### GIVEN TEXT
^^^^^^^^^^^^^^^^

How to Use SQL in Databricks?

Here are a few commands that you can leverage to use SQL in Databricks in a seamless fashion:

ALTER TABLE

This command can be used to alter the properties or schema of a table. If the table is cached, then this command clears the cached data of the table and all the dependents referring to this table. The cache will then be lazily filled when the table or any of its dependents are accessed the next time. Here is the syntax for this command:

ALTER TABLE table_name
   { RENAME clause |
     ADD COLUMN clause |
     ALTER COLUMN clause |
     ADD CONSTRAINT clause |
     DROP CONSTRAINT clause |
     SET LOCATION clause |
     ADD PARTITION clause |
     DROP PARTITION clause |
     RENAME PARTITION clause |
     RECOVER PARTITIONS clause |
     SET TBLPROPERTIES clause |
     UNSET TBLPROPERTIES clause |
     SET LOCATION clause }

CREATE DATABASE

This command can be used to create a Database with the specified name. If the newly created Database shares its name with a database that already exists, then an exception is thrown. Here is the syntax to create a Database:

CREATE { DATABASE | SCHEMA } [ IF NOT EXISTS ] database_name
    [ COMMENT database_comment ]
    [ LOCATION database_directory ]
    [ WITH dbproperties ]
dbproperties
  DBPROPERTIES ( { property_name = property_value } [, ...] )

CREATE TABLE

This command can be used to define a table in an existing Database. There are three primary ways to create a table for multiple purposes:

  • CREATE TABLE LIKE: You can use this syntax to create a new table based on the definition, instead of the data of another table.
  • CREATE TABLE [USING]: You can leverage this syntax if the new table is either derived from a query, or derived from data at an existing storage location, or based on a column definition provided by you.
  • CREATE TABLE CLONE: You can leverage table cloning for Delta Lake tables to either make a complete, independent copy of a table including its data and definition at a specific version also known as a DEEP CLONE, or you can use it to make a copy of the definition of the table. This refers to the original table’s storage for the initial data for a specific version.

Here is the syntax for the CREATE TABLE LIKE command:

CREATE TABLE [ IF NOT EXISTS ] table_name LIKE source_table_name [table_clauses]
table_clauses
   { USING data_source |
     LOCATION path |
     TBLPROPERTIES ( property_key [ = ] property_val [, ...] ) } [...]
property_key
  { identifier [. ...] | string_literal }

CREATE VIEW

With this command, you can construct a Virtual Table that has no physical data based on the result-set of a SQL query. This is unlike DROP VIEW and ALTER VIEW that can only change metadata.

^^^^^^^^^^^^^^^^

### SET TASK 1
Copy the stretch of the Databricks SQL text from "This command can be used to define" through "of another table." word for word.
### SET TASK 2
Answer these questions about the Databricks SQL text:
(a) What happens if a newly created database has the same name as a database that already exists?
(b) What is the complete, independent copy of a Delta Lake table, including its data and definition at a specific version, also known as?
(c) After ALTER TABLE clears a table's cached data, when is the cache filled again?

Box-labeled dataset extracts
^^^^^^^^^^^^^^^^

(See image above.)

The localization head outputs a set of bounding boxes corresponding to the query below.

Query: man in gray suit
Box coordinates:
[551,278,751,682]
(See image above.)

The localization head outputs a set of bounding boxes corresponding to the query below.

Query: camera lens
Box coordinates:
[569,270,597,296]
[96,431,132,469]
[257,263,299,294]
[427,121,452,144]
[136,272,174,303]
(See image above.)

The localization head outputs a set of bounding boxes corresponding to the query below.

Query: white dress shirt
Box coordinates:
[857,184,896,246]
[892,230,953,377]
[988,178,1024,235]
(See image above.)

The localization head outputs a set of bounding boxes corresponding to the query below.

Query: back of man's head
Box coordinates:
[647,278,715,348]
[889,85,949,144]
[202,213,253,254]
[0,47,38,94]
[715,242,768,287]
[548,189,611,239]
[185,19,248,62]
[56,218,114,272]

^^^^^^^^^^^^^^^^

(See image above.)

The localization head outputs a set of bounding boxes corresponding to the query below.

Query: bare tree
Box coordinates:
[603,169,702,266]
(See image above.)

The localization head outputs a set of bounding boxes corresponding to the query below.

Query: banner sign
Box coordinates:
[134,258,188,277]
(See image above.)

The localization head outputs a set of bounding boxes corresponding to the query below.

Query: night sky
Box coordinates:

^^^^^^^^^^^^^^^^

### COMPLETE ANSWER 1
This command can be used to define a table in an existing Database. There are three primary ways to create a table for multiple purposes:

  • CREATE TABLE LIKE: You can use this syntax to create a new table based on the definition, instead of the data of another table.

### COMPLETE ANSWER 2
(a) An exception is thrown.
(b) A DEEP CLONE.
(c) It is lazily filled the next time the table or any of its dependents are accessed.